• WHAT TO PRODUCE
Reproduce verbatim the stretch of the passage on Greyspring Apartments from "The new name" through "markets across Canada.".

• DOCUMENT SECTION

The new name and branding is an important step in Greyspring’s evolution as an independent operating business. Formed in 2018 by long standing-partners Marlin Spring and Greybrook Realty Partners, Greyspring Apartments was established with the goal of building a leading asset management firm with a robust portfolio of residential rental real estate assets in primary and secondary markets across Canada.

Greyspring’s talented team of real estate, asset management and finance professionals is overseen and guided by the Management Board, whose members include Benjamin Bakst, CEO, Marlin Spring; Elliot Kazarnovksy, CFO, Marlin Spring; Sasha Cucuz, CEO, Greybrook Securities Inc.; Peter Politis, CEO, Greybrook Realty Partners; Chris Salapoutis, President & COO, Greybrook Realty Partners; Ashi Mathur, President, Marlin Spring; and Karl Brady. In addition to his role on the Management Board, Karl Brady leads Greyspring Apartments as its President.

• INFORMATION SHOWN
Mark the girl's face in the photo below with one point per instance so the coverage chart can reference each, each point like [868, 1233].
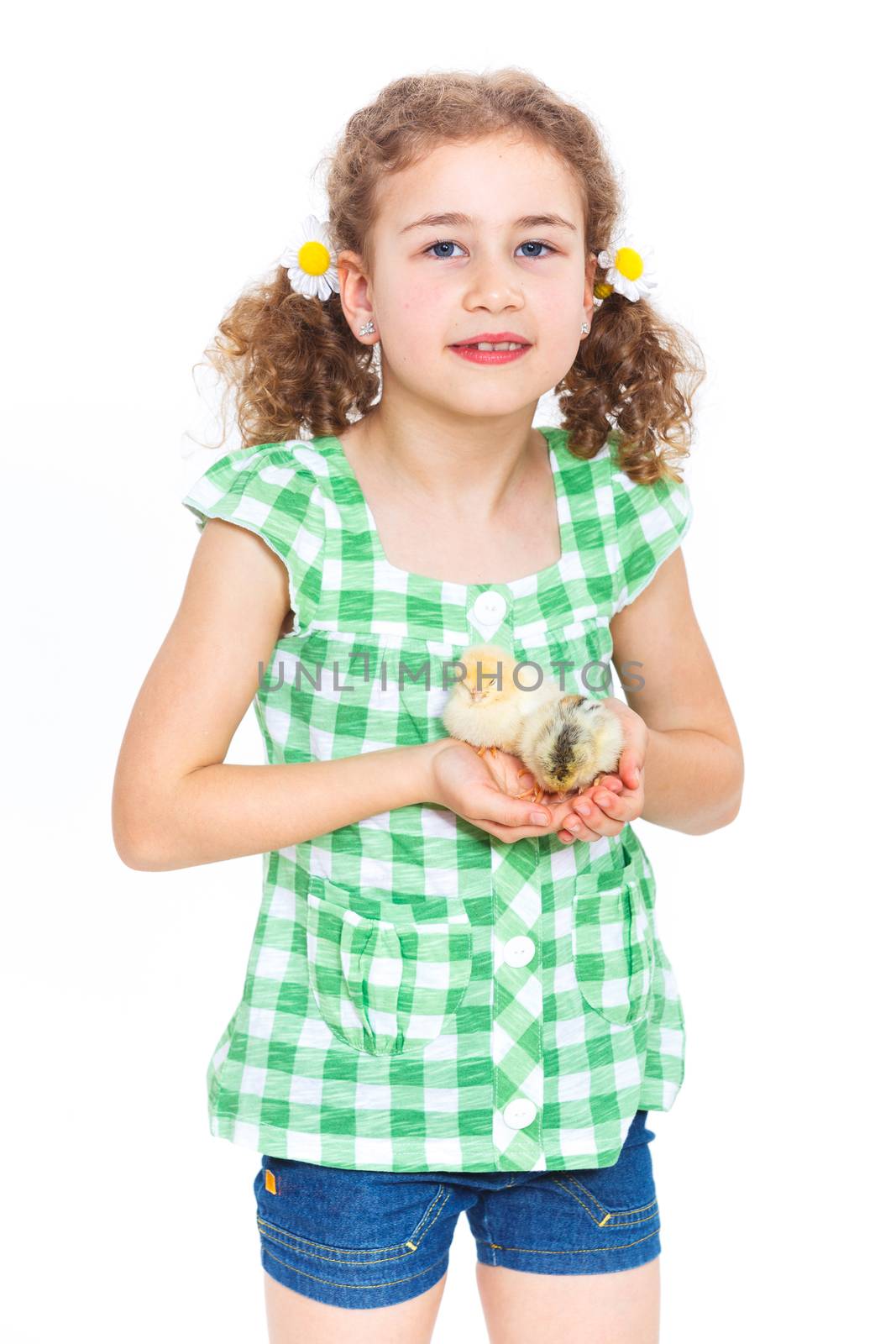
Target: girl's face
[506, 268]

• PROBLEM SOLUTION
The new name and branding is an important step in Greyspring’s evolution as an independent operating business. Formed in 2018 by long standing-partners Marlin Spring and Greybrook Realty Partners, Greyspring Apartments was established with the goal of building a leading asset management firm with a robust portfolio of residential rental real estate assets in primary and secondary markets across Canada.